Article
=-=-=

Les 25, 26 et 27 octobre dernier, la métropole toulousaine a offert aux habitants de la Ville rose et de ses environs, un étrange spectacle de rue : un opéra urbain intitulé Le gardien du temple, la porte des ténèbres. Le spectacle qui mettait en scène des monstres mécaniques avait des références ésotériques et sataniques explicites. Son affiche, quant à elle, représentait, outres les trois monstres principaux, des squelettes, un ange et une ville en feu que nombreux ont confondu avec une église en feu. Devant un tel spectacle une grande partie des chrétiens toulousains ont exprimé leur réprobation et Monseigneur de Kérimel, archevêque de Toulouse choisi de consacrer son du diocèse au Sacré-Cœur de Jésus. Clotilde Brossollet revient sur les réactions qu’ont suscité un tel spectacle.
Le désir de Monseigneur de Kérimel de « proposer quelque chose qui permette de regarder l’avenir avec confiance », de répondre au mal et à la mort par le cœur de Jésus ne peut qu’être loué. Toutefois, je m’interroge sur la nécessaire pédagogie qu’une telle réponse exige. Dans une société où 40 % des jeunes de moins de 35 ans croient à la sorcellerie, où la sorcière est devenue la figure modèle du féminisme et permet à Mona Chollet de vendre plus de 270 000 exemplaires de son ouvrage Sorcières.
La puissance invaincue des femmes, où sur les rayons spiritualité des librairies la dernière encyclique du Pape côtoie les grimoires et autres ouvrages sur le pouvoir des pierres, il n’est pas étonnant qu’un tel spectacle rencontre son public, un public qui n’est plus celui de quelques illuminés costumés de noir.
La sorcellerie et l’ésotérisme sont sortis des caves et la réponse apportée par l’Église toulousaine doit pouvoir être comprise, non seulement par les fidèles, mais aussi par le monde. Sans communication, sans explication, la consécration au Cœur-Sacré de Jésus, risque d’être comprise comme une sorte de reflexe de protection qui, à la magie maléfique, oppose le miracle christique.

=-=-=

Données fournies

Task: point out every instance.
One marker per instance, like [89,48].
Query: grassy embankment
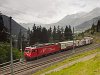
[70,59]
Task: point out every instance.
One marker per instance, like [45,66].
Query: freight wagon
[39,50]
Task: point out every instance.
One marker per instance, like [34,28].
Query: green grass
[72,58]
[90,67]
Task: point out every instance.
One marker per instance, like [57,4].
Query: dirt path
[73,62]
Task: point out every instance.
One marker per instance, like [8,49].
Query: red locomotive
[45,49]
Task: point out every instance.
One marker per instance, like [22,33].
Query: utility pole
[21,43]
[73,41]
[11,45]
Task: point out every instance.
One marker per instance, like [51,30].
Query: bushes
[5,52]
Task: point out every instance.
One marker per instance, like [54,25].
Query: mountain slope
[86,25]
[77,19]
[15,26]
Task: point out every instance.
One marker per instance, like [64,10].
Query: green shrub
[5,52]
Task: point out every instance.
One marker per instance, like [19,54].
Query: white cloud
[44,11]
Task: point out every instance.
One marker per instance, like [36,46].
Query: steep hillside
[86,25]
[15,26]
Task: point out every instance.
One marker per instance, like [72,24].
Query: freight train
[39,50]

=-=-=

Consigne
Recopiez sans rien modifier, dans l'article sur l'opéra urbain toulousain, tout ce qui va de « La puissance invaincue » jusqu'à « le miracle christique. » inclus.

Réponse attendue
La puissance invaincue des femmes, où sur les rayons spiritualité des librairies la dernière encyclique du Pape côtoie les grimoires et autres ouvrages sur le pouvoir des pierres, il n’est pas étonnant qu’un tel spectacle rencontre son public, un public qui n’est plus celui de quelques illuminés costumés de noir.
La sorcellerie et l’ésotérisme sont sortis des caves et la réponse apportée par l’Église toulousaine doit pouvoir être comprise, non seulement par les fidèles, mais aussi par le monde. Sans communication, sans explication, la consécration au Cœur-Sacré de Jésus, risque d’être comprise comme une sorte de reflexe de protection qui, à la magie maléfique, oppose le miracle christique.